Data shown »
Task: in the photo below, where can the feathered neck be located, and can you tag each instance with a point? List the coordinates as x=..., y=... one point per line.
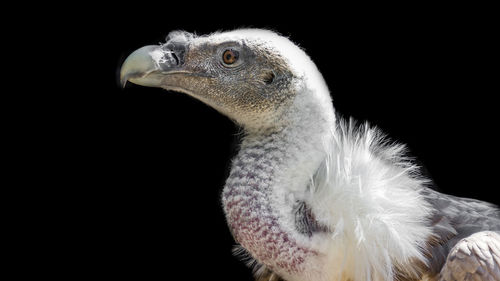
x=358, y=185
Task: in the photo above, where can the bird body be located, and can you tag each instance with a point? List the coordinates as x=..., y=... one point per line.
x=310, y=197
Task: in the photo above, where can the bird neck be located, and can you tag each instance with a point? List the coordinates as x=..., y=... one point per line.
x=269, y=175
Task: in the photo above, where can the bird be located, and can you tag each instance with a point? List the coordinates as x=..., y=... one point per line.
x=311, y=196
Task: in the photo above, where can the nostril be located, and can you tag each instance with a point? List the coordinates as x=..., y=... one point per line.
x=174, y=56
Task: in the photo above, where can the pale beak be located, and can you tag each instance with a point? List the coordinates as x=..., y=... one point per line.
x=148, y=65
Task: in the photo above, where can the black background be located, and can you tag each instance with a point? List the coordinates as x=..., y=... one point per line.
x=144, y=168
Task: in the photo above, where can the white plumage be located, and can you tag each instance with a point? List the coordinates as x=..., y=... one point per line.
x=309, y=197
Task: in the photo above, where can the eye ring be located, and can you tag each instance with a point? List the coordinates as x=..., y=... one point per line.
x=230, y=56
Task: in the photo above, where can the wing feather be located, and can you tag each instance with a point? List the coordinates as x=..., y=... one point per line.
x=476, y=257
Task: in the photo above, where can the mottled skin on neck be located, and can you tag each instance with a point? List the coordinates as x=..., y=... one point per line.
x=250, y=201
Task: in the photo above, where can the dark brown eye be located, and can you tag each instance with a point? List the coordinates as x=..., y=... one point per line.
x=230, y=56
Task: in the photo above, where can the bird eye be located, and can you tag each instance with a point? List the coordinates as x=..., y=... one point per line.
x=230, y=56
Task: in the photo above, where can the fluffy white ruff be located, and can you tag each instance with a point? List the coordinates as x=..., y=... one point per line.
x=367, y=192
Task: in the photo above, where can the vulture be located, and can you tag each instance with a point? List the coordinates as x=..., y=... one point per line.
x=310, y=197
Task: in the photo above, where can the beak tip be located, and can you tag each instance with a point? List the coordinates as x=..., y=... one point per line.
x=123, y=82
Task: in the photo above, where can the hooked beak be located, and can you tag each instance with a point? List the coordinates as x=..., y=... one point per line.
x=148, y=65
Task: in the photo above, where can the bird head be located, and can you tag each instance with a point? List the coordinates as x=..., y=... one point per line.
x=250, y=75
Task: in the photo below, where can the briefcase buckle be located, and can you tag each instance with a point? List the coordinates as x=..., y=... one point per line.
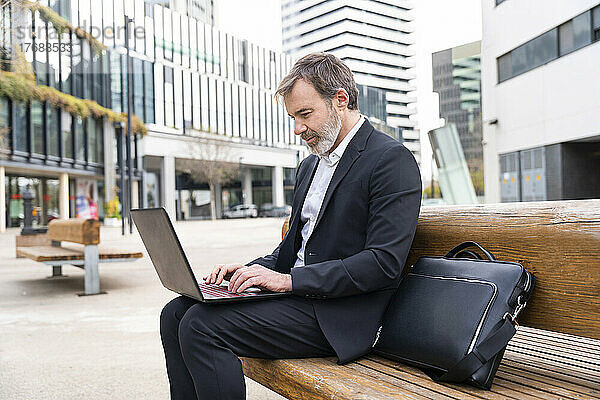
x=513, y=317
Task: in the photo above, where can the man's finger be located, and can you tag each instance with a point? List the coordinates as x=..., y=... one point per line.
x=214, y=273
x=236, y=276
x=221, y=275
x=254, y=281
x=245, y=275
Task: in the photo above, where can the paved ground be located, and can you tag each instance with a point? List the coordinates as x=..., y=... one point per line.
x=56, y=345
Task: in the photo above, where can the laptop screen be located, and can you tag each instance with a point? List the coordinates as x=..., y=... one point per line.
x=165, y=251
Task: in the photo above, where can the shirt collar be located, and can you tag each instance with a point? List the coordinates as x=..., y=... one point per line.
x=337, y=154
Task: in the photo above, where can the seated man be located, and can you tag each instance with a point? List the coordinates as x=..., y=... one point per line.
x=354, y=215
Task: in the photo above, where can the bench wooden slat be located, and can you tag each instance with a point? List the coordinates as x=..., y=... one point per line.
x=555, y=391
x=549, y=362
x=497, y=391
x=543, y=379
x=319, y=378
x=49, y=253
x=53, y=253
x=591, y=345
x=402, y=386
x=83, y=231
x=558, y=241
x=414, y=380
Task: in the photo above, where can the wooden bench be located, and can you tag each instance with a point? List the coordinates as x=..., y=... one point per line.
x=83, y=232
x=556, y=357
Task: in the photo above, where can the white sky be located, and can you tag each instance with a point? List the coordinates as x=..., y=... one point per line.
x=439, y=24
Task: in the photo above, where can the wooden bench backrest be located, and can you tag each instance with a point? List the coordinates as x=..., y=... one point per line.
x=558, y=241
x=77, y=230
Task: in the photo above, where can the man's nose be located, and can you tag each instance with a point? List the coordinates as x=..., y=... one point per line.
x=299, y=128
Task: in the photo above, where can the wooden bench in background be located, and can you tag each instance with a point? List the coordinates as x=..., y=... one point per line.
x=83, y=232
x=556, y=357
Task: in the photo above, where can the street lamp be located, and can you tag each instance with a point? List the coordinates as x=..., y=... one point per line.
x=242, y=182
x=121, y=160
x=129, y=134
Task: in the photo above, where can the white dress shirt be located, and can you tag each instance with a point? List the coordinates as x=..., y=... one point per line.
x=318, y=188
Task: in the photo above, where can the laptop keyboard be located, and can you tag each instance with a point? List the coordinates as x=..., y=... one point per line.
x=221, y=291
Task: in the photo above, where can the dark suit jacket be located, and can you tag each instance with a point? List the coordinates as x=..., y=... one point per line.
x=355, y=255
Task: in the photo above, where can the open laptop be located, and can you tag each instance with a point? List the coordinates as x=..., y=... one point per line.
x=172, y=266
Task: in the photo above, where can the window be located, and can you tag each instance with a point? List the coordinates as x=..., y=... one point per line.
x=115, y=81
x=138, y=88
x=596, y=23
x=65, y=62
x=53, y=58
x=79, y=139
x=53, y=145
x=149, y=9
x=86, y=72
x=178, y=93
x=67, y=136
x=91, y=137
x=20, y=127
x=77, y=88
x=37, y=122
x=575, y=34
x=169, y=107
x=124, y=69
x=569, y=36
x=4, y=123
x=95, y=139
x=168, y=34
x=149, y=92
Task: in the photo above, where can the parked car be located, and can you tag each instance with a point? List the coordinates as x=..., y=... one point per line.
x=241, y=211
x=268, y=210
x=433, y=202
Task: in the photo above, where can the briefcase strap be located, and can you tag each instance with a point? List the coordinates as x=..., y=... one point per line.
x=479, y=356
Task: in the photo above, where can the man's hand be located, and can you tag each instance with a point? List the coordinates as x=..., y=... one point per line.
x=259, y=276
x=221, y=272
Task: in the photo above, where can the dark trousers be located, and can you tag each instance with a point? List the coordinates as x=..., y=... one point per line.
x=202, y=342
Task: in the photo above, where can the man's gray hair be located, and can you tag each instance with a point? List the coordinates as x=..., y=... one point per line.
x=326, y=73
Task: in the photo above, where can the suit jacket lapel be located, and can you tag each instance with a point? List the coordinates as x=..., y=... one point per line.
x=352, y=152
x=301, y=193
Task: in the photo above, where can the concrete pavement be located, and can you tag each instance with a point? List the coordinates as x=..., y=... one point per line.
x=56, y=345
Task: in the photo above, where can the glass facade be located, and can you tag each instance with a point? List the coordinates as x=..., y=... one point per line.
x=570, y=36
x=457, y=80
x=186, y=75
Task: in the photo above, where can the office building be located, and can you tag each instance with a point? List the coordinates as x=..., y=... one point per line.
x=540, y=85
x=375, y=40
x=457, y=80
x=202, y=94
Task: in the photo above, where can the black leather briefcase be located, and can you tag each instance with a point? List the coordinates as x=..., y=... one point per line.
x=453, y=316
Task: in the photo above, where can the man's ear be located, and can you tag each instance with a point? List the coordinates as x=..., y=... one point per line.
x=341, y=99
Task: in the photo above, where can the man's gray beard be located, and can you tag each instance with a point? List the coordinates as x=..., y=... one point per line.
x=328, y=134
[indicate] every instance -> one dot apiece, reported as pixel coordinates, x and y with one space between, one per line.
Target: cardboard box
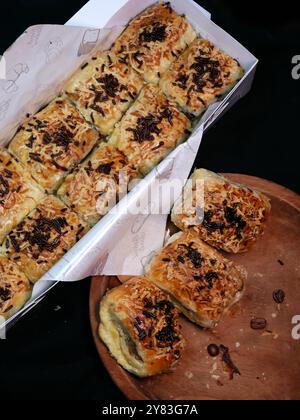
95 250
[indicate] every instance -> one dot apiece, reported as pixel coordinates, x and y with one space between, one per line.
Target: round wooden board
269 363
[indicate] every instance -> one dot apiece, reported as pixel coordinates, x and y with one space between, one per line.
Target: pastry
98 184
103 89
150 130
52 142
15 288
201 283
41 239
229 216
19 193
153 40
140 327
201 76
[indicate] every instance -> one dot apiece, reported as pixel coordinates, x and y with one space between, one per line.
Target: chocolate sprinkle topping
4 294
146 127
40 234
193 255
206 70
109 84
4 186
105 168
157 33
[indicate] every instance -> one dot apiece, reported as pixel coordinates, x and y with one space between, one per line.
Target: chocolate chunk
258 324
279 296
213 350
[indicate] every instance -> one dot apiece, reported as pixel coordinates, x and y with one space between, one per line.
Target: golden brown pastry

Exercise instructions » Find every line in the records that contains the word "brown" and copy each one out.

Exercise solution »
Task: in the photo above, where can the dark brown eye be located, and can you tag each instance with a point? List the coordinates as x=..., y=... one point per line.
Target: golden brown pastry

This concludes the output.